> AIM OF THE EXERCISE:
In the records below, find the line containing "Target: drainpipe"; copy exactly that line and all lines after it to the end, and nothing else.

※

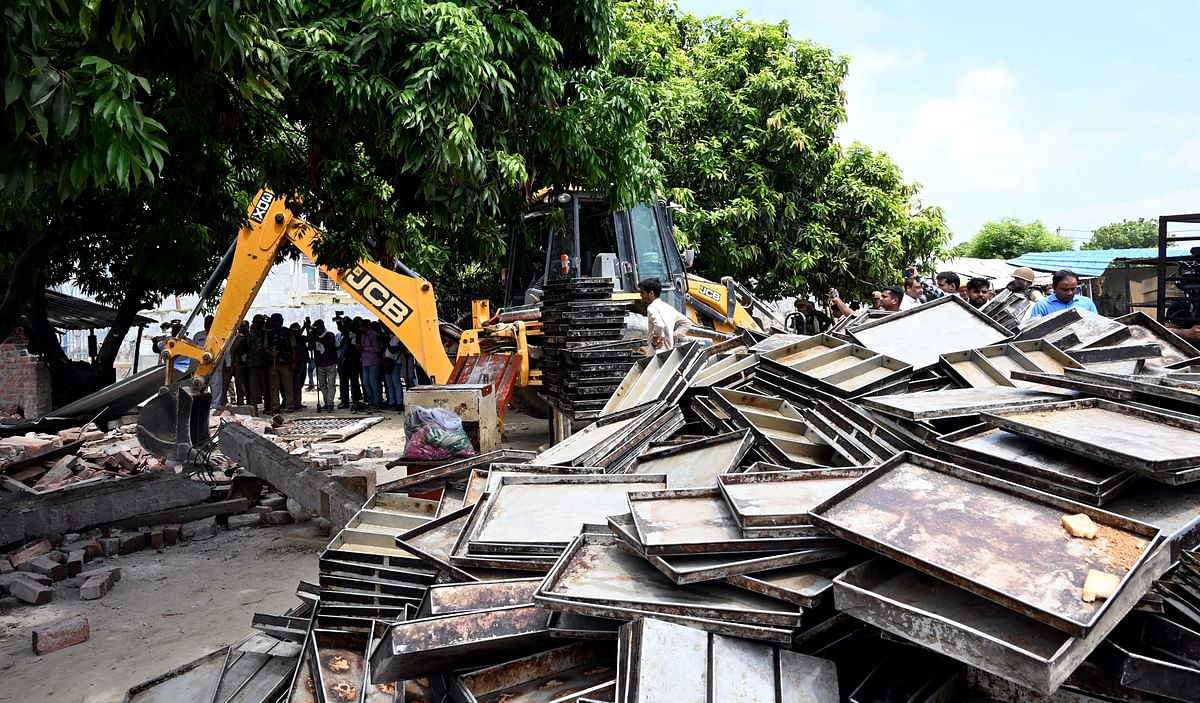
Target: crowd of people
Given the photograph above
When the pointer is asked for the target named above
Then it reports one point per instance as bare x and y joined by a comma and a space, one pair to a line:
977, 292
268, 364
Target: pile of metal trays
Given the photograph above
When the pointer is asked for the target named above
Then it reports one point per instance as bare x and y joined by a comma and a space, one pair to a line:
839, 367
659, 378
785, 436
921, 335
982, 570
664, 661
1158, 445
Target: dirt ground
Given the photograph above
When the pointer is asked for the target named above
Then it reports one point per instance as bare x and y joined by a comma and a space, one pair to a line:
177, 605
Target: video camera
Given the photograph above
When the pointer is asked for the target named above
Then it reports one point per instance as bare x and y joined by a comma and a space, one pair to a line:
1186, 313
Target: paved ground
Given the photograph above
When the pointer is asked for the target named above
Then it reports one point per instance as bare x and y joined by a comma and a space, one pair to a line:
179, 604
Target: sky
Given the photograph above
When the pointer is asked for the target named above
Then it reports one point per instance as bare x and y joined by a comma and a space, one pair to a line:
1078, 114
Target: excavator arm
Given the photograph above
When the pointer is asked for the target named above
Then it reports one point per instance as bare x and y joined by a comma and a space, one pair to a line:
177, 421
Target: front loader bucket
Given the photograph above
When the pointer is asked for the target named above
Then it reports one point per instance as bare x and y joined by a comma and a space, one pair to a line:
174, 421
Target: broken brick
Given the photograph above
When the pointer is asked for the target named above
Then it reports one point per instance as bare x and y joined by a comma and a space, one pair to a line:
30, 592
60, 635
132, 542
47, 566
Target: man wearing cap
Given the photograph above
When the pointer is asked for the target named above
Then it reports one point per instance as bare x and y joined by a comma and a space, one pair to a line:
1066, 283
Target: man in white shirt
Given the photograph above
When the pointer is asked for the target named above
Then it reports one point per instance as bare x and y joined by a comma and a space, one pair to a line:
666, 324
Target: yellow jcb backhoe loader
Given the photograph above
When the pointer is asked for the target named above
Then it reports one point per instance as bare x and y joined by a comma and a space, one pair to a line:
177, 420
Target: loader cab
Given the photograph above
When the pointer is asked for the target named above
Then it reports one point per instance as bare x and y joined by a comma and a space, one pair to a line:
570, 235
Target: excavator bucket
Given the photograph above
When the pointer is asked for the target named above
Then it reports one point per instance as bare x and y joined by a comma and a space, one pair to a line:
174, 421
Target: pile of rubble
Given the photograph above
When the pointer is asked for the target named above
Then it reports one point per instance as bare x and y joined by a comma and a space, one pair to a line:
907, 509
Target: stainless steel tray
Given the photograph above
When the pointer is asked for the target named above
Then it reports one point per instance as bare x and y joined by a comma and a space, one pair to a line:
971, 368
1024, 456
957, 402
697, 521
971, 629
546, 676
594, 577
443, 599
540, 515
808, 586
431, 646
1121, 436
781, 498
663, 661
996, 539
697, 463
919, 335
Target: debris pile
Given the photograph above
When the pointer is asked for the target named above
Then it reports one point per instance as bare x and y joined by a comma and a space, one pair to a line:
919, 506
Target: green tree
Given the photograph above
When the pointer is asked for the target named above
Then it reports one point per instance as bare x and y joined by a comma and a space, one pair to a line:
1009, 238
743, 122
1125, 235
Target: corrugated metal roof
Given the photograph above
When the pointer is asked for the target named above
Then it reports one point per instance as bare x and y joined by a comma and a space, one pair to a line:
1087, 262
67, 312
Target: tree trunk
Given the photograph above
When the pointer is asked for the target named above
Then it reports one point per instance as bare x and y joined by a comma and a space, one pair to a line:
24, 282
135, 295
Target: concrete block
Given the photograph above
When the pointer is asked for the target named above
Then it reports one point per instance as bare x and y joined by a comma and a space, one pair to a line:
95, 588
133, 542
47, 566
199, 529
112, 572
279, 517
30, 592
244, 521
30, 552
60, 635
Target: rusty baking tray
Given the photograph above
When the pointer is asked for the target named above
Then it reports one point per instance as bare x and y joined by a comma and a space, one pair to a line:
809, 586
256, 670
594, 577
430, 646
784, 433
971, 368
781, 498
539, 515
582, 448
433, 542
1175, 510
700, 568
699, 521
957, 402
543, 677
996, 539
919, 335
1144, 328
337, 661
1030, 462
1119, 434
438, 475
443, 599
697, 463
967, 628
803, 349
487, 480
664, 661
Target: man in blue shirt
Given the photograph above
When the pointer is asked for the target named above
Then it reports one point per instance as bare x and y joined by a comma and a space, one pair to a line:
1065, 284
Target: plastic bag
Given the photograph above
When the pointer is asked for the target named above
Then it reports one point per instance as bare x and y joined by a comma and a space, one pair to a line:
436, 433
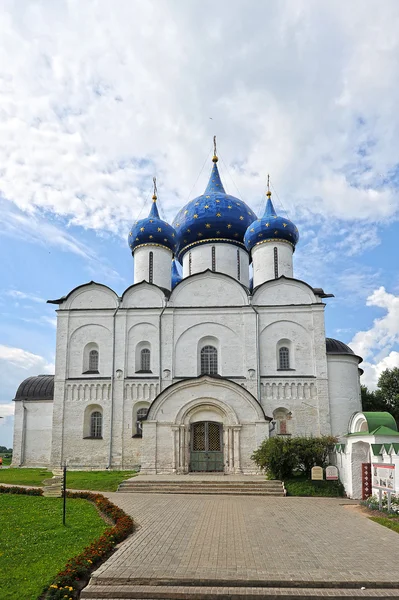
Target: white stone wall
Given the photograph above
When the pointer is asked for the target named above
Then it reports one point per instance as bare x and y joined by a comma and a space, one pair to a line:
343, 390
207, 308
162, 265
32, 433
264, 264
230, 260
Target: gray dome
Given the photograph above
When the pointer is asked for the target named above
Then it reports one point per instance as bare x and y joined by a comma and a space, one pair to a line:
40, 387
336, 347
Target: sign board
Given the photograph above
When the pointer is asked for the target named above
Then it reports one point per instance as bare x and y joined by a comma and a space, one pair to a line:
52, 488
383, 477
331, 472
317, 473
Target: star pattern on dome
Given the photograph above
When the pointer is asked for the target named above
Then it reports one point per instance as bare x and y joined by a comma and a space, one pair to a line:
152, 230
270, 227
207, 215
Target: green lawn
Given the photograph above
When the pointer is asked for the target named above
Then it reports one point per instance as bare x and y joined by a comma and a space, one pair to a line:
302, 486
34, 545
6, 458
101, 481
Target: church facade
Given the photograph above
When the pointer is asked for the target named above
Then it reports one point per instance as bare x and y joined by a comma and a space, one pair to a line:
195, 364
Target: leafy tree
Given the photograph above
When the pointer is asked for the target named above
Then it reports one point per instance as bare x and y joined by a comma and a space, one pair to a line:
373, 400
388, 385
282, 456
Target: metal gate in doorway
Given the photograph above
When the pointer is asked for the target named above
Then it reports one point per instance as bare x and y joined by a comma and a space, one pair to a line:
206, 452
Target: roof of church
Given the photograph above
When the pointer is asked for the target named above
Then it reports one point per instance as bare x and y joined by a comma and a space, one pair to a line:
337, 347
212, 217
270, 228
40, 387
152, 231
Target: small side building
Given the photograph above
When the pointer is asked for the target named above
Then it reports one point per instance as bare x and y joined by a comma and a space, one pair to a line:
33, 422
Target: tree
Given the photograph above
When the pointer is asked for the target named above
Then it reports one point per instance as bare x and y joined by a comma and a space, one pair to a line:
281, 457
373, 400
388, 385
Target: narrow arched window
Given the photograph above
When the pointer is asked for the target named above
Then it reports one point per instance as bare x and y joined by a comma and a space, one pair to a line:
151, 267
284, 358
209, 360
141, 416
276, 263
145, 360
96, 423
93, 360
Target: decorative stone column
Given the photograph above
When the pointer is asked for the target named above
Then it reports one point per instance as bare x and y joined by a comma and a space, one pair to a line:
149, 448
237, 456
175, 453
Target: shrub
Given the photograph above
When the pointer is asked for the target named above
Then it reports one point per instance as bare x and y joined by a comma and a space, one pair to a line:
275, 456
76, 573
281, 456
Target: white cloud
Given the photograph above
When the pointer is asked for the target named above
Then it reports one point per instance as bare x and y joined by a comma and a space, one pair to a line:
377, 344
6, 410
34, 228
23, 296
372, 372
24, 359
86, 120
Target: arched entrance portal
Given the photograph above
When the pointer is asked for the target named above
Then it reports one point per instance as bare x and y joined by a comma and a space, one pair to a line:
204, 415
206, 452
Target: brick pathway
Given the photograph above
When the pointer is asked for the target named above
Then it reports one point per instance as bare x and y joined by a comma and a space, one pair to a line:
186, 537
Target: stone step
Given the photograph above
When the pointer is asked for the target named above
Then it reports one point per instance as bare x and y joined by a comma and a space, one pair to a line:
265, 483
202, 491
176, 592
203, 485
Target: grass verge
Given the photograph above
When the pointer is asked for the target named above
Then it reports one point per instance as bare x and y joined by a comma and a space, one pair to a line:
101, 481
34, 544
301, 486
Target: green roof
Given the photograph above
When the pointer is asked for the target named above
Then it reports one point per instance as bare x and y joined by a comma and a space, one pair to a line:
376, 448
376, 420
384, 431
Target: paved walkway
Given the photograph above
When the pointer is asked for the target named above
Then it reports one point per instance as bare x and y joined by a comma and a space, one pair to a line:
249, 538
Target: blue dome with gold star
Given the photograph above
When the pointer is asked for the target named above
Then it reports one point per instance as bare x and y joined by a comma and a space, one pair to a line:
213, 217
152, 231
271, 228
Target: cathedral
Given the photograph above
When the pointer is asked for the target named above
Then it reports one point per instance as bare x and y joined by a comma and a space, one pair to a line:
215, 347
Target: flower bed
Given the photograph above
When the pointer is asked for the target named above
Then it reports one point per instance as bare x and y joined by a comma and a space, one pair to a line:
77, 571
373, 503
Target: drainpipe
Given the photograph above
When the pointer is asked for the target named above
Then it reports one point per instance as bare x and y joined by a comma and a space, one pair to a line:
112, 387
160, 346
257, 351
23, 437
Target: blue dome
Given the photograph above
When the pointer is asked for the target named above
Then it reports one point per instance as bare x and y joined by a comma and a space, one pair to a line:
152, 231
215, 216
271, 228
176, 275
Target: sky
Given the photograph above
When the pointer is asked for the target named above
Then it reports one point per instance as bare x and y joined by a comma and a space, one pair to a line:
97, 97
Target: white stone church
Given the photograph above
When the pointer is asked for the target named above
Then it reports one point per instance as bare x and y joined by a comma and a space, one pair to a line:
197, 362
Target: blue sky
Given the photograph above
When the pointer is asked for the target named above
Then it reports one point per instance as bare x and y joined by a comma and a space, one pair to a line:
96, 99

※

> RESPONSE:
Target: drainpipe
Given the photograph above
When the pointer is asked for the target named above
Then it reports one point per instance as bare x and y joined by a comma and a space, one pair to a line:
112, 387
160, 346
257, 351
23, 437
Target: blue dome
Given the photograph above
When the pointer is asked for the target named above
Then it reports one point per instance as bare x and y joined by a comma and a space, one pair to a line:
152, 231
215, 216
271, 228
176, 275
Target: sky
Given the photograph above
When the pointer is asked for the target named above
Then it reports one point per instance as bare x and y joined by a comma and a space, one pair to a line:
97, 97
Target: white stone church
Given the photograph above
When the pointer is asked for the target named above
Then it reports one point per instance as bare x and y joined by a comma and a space, one pair to a line:
197, 362
Target: blue sky
Given the photograph above
When the pointer is asked for the target named above
Then it reports one point per instance as bare x and y joined by a comma and a space, one pair to a line:
96, 99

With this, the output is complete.